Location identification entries
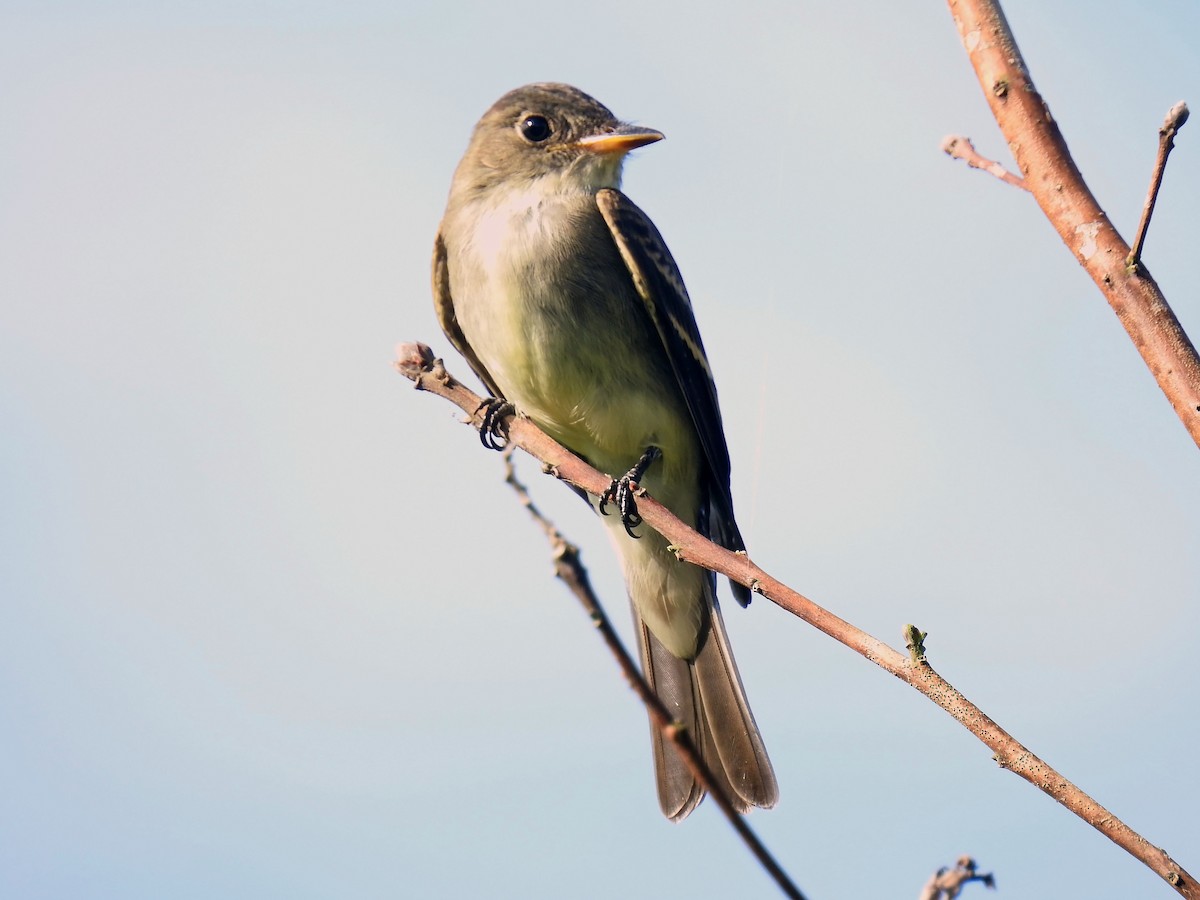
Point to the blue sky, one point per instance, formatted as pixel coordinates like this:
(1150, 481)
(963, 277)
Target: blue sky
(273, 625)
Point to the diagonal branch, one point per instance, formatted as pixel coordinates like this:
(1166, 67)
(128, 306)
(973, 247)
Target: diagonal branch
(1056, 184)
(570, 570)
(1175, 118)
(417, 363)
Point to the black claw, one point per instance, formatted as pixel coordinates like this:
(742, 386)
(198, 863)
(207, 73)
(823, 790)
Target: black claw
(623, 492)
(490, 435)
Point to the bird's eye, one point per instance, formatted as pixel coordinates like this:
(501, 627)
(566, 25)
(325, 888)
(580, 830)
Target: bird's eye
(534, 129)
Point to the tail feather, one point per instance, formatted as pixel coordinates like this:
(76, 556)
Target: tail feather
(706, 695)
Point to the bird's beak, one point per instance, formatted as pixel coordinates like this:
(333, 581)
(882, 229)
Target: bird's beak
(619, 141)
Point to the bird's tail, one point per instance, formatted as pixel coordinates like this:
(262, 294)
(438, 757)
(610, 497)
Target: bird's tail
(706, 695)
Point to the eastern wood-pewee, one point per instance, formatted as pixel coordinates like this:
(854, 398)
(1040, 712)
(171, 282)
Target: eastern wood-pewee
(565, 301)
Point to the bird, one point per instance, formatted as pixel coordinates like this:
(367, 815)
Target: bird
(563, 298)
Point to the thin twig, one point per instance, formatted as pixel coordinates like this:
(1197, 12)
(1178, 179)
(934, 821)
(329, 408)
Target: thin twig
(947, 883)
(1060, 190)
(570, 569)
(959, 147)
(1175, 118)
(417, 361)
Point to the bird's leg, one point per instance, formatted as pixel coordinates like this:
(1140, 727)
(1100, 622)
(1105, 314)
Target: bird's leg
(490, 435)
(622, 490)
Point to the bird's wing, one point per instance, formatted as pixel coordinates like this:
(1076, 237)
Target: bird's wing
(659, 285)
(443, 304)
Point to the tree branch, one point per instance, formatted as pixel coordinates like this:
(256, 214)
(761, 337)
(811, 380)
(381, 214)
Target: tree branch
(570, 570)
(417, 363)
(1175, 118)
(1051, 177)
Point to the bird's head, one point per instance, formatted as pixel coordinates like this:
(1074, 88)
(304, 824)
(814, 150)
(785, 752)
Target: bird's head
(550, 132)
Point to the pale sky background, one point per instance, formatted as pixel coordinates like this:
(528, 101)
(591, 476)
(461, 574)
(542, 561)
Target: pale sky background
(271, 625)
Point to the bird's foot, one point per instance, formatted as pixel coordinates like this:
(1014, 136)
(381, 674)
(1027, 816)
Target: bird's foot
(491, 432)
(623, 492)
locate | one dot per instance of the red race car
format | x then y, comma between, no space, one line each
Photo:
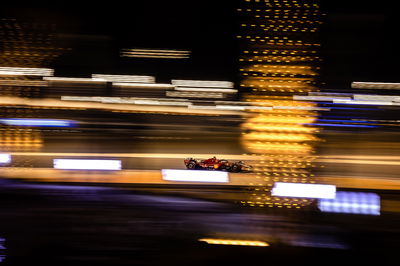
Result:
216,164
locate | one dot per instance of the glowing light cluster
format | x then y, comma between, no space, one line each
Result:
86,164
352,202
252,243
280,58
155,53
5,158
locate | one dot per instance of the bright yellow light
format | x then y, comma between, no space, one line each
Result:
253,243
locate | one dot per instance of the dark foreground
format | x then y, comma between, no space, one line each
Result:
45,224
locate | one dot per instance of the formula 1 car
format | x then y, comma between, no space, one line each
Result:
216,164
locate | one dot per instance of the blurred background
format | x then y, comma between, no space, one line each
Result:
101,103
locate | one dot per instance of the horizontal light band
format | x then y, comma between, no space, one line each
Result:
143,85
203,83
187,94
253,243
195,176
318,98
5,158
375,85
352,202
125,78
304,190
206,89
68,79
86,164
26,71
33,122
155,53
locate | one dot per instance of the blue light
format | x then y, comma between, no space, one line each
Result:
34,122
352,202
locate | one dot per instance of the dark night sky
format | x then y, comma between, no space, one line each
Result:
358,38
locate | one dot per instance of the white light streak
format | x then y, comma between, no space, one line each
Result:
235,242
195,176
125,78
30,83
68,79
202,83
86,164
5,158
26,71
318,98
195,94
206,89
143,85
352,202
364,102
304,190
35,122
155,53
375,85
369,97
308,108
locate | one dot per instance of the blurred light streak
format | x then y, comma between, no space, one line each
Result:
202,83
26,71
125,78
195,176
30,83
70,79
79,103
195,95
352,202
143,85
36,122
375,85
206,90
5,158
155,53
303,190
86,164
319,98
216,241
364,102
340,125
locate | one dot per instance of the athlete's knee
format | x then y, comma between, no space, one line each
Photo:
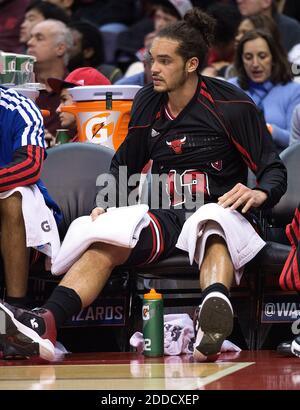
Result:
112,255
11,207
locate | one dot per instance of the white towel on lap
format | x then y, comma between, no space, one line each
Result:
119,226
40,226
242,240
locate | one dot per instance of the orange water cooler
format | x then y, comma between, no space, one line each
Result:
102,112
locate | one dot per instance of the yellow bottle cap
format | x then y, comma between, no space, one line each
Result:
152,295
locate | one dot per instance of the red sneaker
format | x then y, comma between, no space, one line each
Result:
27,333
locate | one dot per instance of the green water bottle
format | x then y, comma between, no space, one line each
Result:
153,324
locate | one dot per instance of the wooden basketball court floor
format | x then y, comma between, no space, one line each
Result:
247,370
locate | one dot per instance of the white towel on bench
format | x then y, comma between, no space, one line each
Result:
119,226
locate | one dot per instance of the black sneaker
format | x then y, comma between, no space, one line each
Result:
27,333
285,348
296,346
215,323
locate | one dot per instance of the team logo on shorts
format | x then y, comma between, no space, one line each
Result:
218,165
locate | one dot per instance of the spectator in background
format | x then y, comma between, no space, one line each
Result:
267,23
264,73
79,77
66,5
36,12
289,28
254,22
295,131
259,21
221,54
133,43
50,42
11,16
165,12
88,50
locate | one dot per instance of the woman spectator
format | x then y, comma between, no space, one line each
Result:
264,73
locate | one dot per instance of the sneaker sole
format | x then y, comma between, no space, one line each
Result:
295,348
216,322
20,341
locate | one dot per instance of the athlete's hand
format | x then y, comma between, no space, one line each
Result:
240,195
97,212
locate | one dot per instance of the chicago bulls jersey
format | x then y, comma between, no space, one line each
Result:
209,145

## GOAL
Please copy out the stretch from the line containing "locate | one dot per instance of the red sneaker" through the end of the records, requests included, and raise every number in the coordinate answers by 31.

## CORRECT OUTPUT
locate | one dot per instance of the red sneaker
format | x then y, comma between, no space, one line each
Result:
58,364
locate | one dot per instance of the green water bottle
format | x then y, comma between, no space, one line each
Result:
184,355
locate | one dot per instance of the wooden basketball court floor
format | x then y, comma between, no space, one line each
Result:
278,401
locate | one dot per instance of the white towel on bench
format | x then y, comma between, no space, one line each
Result:
150,257
locate | one dot per instance of the black sneaker
format | x then y, comma between, no space, one line each
Result:
58,364
316,379
327,377
246,354
locate | one dot per instance of the team logo on shorts
format | x then y, comma between, no space, one line each
Result:
249,196
locate | one dot per instance of the spectator in background
format | x then y, comma between, no space, one line each
Result:
298,54
295,104
110,108
97,36
67,43
320,59
285,53
326,162
290,52
252,85
164,74
81,73
42,47
196,43
119,81
locate | one dot per instance of the woman spectator
format | x then y, comma between, no space, one line each
Result:
295,104
locate | one dot per instance of the sneaker sole
format | x then y, comma between, no space, one line each
Result:
326,379
247,353
51,372
locate | one dot per instance of the athlete's hand
format | x then y, comma between, no space, one line each
Result:
271,226
128,243
locate | one dot per instance of the chicago bulls jersey
format | x then y, comma between, no space, one line each
Result:
240,176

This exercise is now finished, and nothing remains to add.